THE last RBI report on `Trend and Progress of Banking in India' (2002-03) indicated that the return on assets of all scheduled commercial banks (SCBs) — the ratio of net profit to total assets — showed a marked improvement to 1 per cent in 2002-03, the highest in the last six years.

The positive effect of reforms seems to have been felt not only in the increase in profit but also in the reduction in non-performing assets (NPAs) and increase in the capital adequacy ratio of banks.

The decline in the ratio of NPAs to advances was attributed to the improved risk management practices and greater recovery efforts, driven by the recently-enacted Securitisation and Reconstruction of Financial Assets and Enforcement of Security Interest Act, 2002.

The turnaround in the macroeconomic environment has contributed to the sustained increase in the credit flow to the commercial sector as well as investment in government securities this fiscal.

As mentioned, the capital level of the banking sector also improved significantly, with the capital adequacy of SCBs rising from 10.4 per cent to 12.6 per cent between 1997 and 2003.

In absolute terms, the overall NPAs of the banking sector declined by over Rs 2003 crore at end March 2003.

The net NPAs to net advances of public sector banks (PSBs) declined from 5.8 per cent to 4.5 per cent between 2001-02 and 2002-03 — a reduction of 1.3 percentage points, which is much higher than that of private and foreign banks (Table 1).

However, there are still wide disparities in the performance across bank groups. In other words, all the banks groups have not been benefited equally by the reform.

The Statistical Tables Relating to Banks in India, which provides detailed earnings and expenditure profile of banks, categorises SCBs into five major groups — State Bank of India and associates, nationalised banks, regional rural banks, foreign banks and other scheduled commercial banks.

If we compare the bank groups' specific earnings to expenditure ratios (EE ratio), except for the regional rural banks, this ratio increased across groups between 2002 and 2003 (Table 2).

However, the increase in this ratio differs across bank groups, reflecting their differential performances.

Though the increase in the group EE ratio was highest for the foreign banks, from 1.37 to 1.45, for the nationalised banks, the increase was from 1.22 to 1.30 — an 0.08 percentage point jump, similar to that of the increase of foreign banks.

The most spectacular number was the profit growth for nationalised banks, at 60.33 per cent, while the same was as low as 21.15 per cent for foreign banks (Table 2).

However, the NPAs of rural banks continued to be high, with the asset quality of the lower tier being relatively worse than the higher tier. Their growth of profit also remained as low as 0.82 per cent during this period.

Another noteworthy change in the expenditure profile of the nationalised banks is the decline in the share of salary expenditure in total operating expenses from 72.43 to 70.44 per cent between 2002 and 2003.

In foreign banks, the salary expenditure is significantly lower than that of other bank groups, which naturally gives them leeway for other expenditures related to maintenance for better banking services. This is reflected in high maintenance expenditure at more than 5 per cent of the operating expenses for foreign banks.

The share of this category of expenditure is significantly lower in the other groups. Salary continues to be more than 85 per cent of the operating expenses in the regional rural banks.

Despite the PSBs' staff rationalisation programmes, their salary expenditure continues to be high and will remain so in the medium term because of expenses that need to be incurred on VRS and other benefit schemes associated with staff rationalisation.

However, it would be unjust to attribute a lower EE ratio to nationalised banks compared to foreign banks due to the high operating expenses arising out of their wage bills.

Request 1
Answer these questions about the text on Indian banking:
(a) What return on assets did all scheduled commercial banks show in 2002-03?
(b) Between 1997 and 2003, how much did the capital adequacy of scheduled commercial banks change?
(c) What was the profit growth for nationalised banks?

Listed records
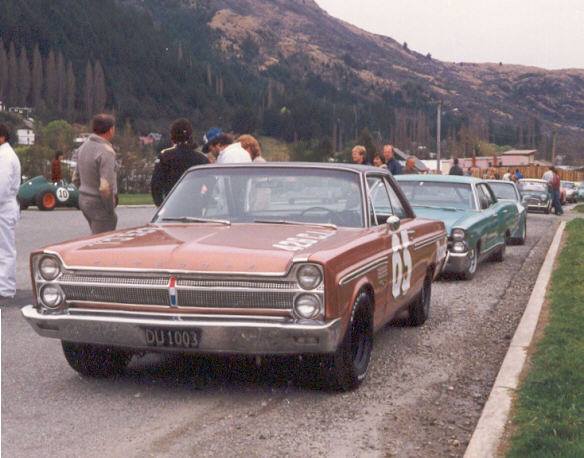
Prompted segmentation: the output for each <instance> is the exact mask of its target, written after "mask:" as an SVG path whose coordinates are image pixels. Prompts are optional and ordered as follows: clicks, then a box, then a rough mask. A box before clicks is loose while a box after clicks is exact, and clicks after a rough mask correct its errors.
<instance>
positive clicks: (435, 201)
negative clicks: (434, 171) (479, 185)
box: [399, 180, 475, 210]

Request 2
Put every line of the records above into a numbered list, skipping blank lines and leaving out the pictures.

Answer space 1
(a) 1 per cent
(b) It rose from 10.4 per cent to 12.6 per cent.
(c) 60.33 per cent

Answer space 2
1. Prompted segmentation: the output for each <instance> is the exact mask of its target, written after "mask:" as an SVG path whose coordinates are image pixels. Prompts are optional and ordered as follows: clicks, then a box, then a rough mask. A box before clicks is loose while a box after clicks is exact, and clicks after a rough mask correct its errors.
2. <instance>
3. positive clicks: (435, 201)
4. negative clicks: (434, 171) (479, 185)
5. box: [399, 180, 475, 210]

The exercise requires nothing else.